START EXTRACT

Still, it is important to realize that these items are not made as a blanket recommendation for anyone, nor are they intended to substitute for standard chemotherapy.
I do feel more comfortable with the dietary and exercise recommendations which I make in Pat’s blog. However, in Pat’s case, likely options at the moment are to move toward carfilzomib or pomalidomide or or other clinical trials using other agents (I am particularly enthused from what I see about elotuzumab). But he wants to hold off on those options for a time.
He has indicated he want to see how far things can go for him using RVD, so we are seeing if this combination of supplements, which I use, might be of help.
Can it help? May be a long shot, but we’re giving it a try.
And naturally, we are hoping for the best.
Let me jump-in here and make a few related points. First, I did clear adding curcumin to my supplement list with my myeloma team at Moffitt. I have not cleared using the other additions.
Probably not a good idea. But I trust Danny’s research and know my team well. Like a majority of oncology based clinicians, they seem ambivalent about all of this.
I feel comfortable with adding these new supplements to my list and plan to officially discuss their use and add them to my Moffitt cross-department supplement list when I meet there next month.
However, I did question Danny’s recommendation to add the anti-oxidant, resveratrol to my regimen.
My position has always been not to take concentrated forms of antioxidants while on chemotherapy. Blueberries and whole foods–Yes! Concentrated supplements, NO!

END EXTRACT

#### [BRIEF]
Could you copy out the whole passage on adding supplements during myeloma treatment, word for word?

START DATA RECORDS

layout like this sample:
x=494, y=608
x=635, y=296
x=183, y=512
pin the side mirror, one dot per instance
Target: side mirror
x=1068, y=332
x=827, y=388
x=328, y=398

END DATA RECORDS

#### [ANSWER BOX]
Still, it is important to realize that these items are not made as a blanket recommendation for anyone, nor are they intended to substitute for standard chemotherapy.
I do feel more comfortable with the dietary and exercise recommendations which I make in Pat’s blog. However, in Pat’s case, likely options at the moment are to move toward carfilzomib or pomalidomide or or other clinical trials using other agents (I am particularly enthused from what I see about elotuzumab). But he wants to hold off on those options for a time.
He has indicated he want to see how far things can go for him using RVD, so we are seeing if this combination of supplements, which I use, might be of help.
Can it help? May be a long shot, but we’re giving it a try.
And naturally, we are hoping for the best.
Let me jump-in here and make a few related points. First, I did clear adding curcumin to my supplement list with my myeloma team at Moffitt. I have not cleared using the other additions.
Probably not a good idea. But I trust Danny’s research and know my team well. Like a majority of oncology based clinicians, they seem ambivalent about all of this.
I feel comfortable with adding these new supplements to my list and plan to officially discuss their use and add them to my Moffitt cross-department supplement list when I meet there next month.
However, I did question Danny’s recommendation to add the anti-oxidant, resveratrol to my regimen.
My position has always been not to take concentrated forms of antioxidants while on chemotherapy. Blueberries and whole foods–Yes! Concentrated supplements, NO!